- _Trecho fornecido_
========================================================================
Com isso, o cineasta monta sua tríade filosófica: a salvação do corpo (medicina), da alma (a Bíblia) e acresce Shakespeare, como grande conhecedor da complexa natureza humana. Ford nos revela então o papel que ele reservara à arte, muito mais que uma mera narrativa, deve estar engajada positivamente na grande epopeia do homem na Terra e reafirma uma visão artística herdeira da tradição homérica, de elevar os mais significativos feitos humanos.
Apesar de "Médico e amante" ter sido rodado em 1931, o filme já nos revela um Ford provido de uma maturidade narrativa instintiva. A história do médico apaixonado pela profissão, dividido entre o ato heroico de salvar vidas e a dedicação às pesquisas científicas, é contada com a verve de quem muito conhece o ofício de contar histórias pela arte narrativa do cinema.
O título dado à versão brasileira, "Médico e amante", não ajuda muito, e pode até enganar os mais desavisados, já que não há uma amante propriamente no filme. Há apenas uma insinuação quase no final, mas que não se justifica como título. O título original é o nome do próprio médico, Arrowsmith, pois toda a história se resume nele, no seu trabalho, e nas relações sociais estabelecidas por ele. E não é à toa que Ford utiliza o nome próprio, tal como Shakespeare gostava de fazer, pois almeja estudar o complexo comportamento humano, em especial as ambições e o fascínio emanado pelo poder nos indivíduos.
Arrowsmith é um personagem composto pelas contradições inerentes ao ser humano, dividido entre o amor pela esposa e pelo seu ofício; no caso, a ciência. O que o filme põe em jogo é a manipulação do talento de Arrowsmith como cientista e a dificuldade de não se deixar perder o foco no trabalho científico pela sedução do poder. O talentoso cientista, interpretado com muita dedicação pelo ator Ronald Colman, abre mão de uma promissora carreira de cientista para ser médico em Dakota do Sul, cidade de nascença da esposa. Ele retorna ao trabalho de cientista quando ajuda um fazendeiro e consegue eliminar uma doença que havia afetado a sua criação de vacas.
A competência de Arrowsmith como cientista o leva ao mais elevado instituto de pesquisa de Nova Iorque, Como resultado desse trabalho, ele é destacado às Antilhas para resolver um caso de epidemia de peste bubônica, onde o trabalho de médico e cientista se misturava. Arrowsmith fica então dividido entre uma função e outra. Por fim, ele controla a peste bubônica, mas perde a mulher e vários amigos que se contaminam com a doença. O caos da situação é muito bem explorado na exuberante fotografia contrastada de Ray June, em que o preto e o branco são bem demarcados, tal como está a alma do protagonista. O que se vê é fundamental, já que o inimigo aqui apesar de poderoso é minusculamente invisível aos olhos humanos, e sem contar que crises como esta revela muito tanto acerca das ambições dos individuos quanto da bravura de outros.
========================================================================
- _Tarefas do exercício_
A: Transcreva do trecho sobre o filme "Médico e amante" a passagem que começa nas palavras "O título dado" e termina após "poder nos indivíduos.".
B: Com base no trecho sobre o filme "Médico e amante", indique se cada afirmação é verdadeira (sim ou não) e cite as palavras exatas do trecho que o comprovam. (i) O título original do filme é o nome do próprio médico. (ii) A fotografia do filme é de Ronald Colman. (iii) Arrowsmith é enviado às Antilhas para combater uma epidemia de febre amarela.

- _Dados fornecidos_
========================================================================
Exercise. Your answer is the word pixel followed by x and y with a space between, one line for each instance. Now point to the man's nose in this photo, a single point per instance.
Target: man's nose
========================================================================
- _Respostas em ordem_
A:
O título dado à versão brasileira, "Médico e amante", não ajuda muito, e pode até enganar os mais desavisados, já que não há uma amante propriamente no filme. Há apenas uma insinuação quase no final, mas que não se justifica como título. O título original é o nome do próprio médico, Arrowsmith, pois toda a história se resume nele, no seu trabalho, e nas relações sociais estabelecidas por ele. E não é à toa que Ford utiliza o nome próprio, tal como Shakespeare gostava de fazer, pois almeja estudar o complexo comportamento humano, em especial as ambições e o fascínio emanado pelo poder nos indivíduos.

B:
(i) Sim: "O título original é o nome do próprio médico, Arrowsmith".
(ii) Não: "exuberante fotografia contrastada de Ray June".
(iii) Não: "ele é destacado às Antilhas para resolver um caso de epidemia de peste bubônica".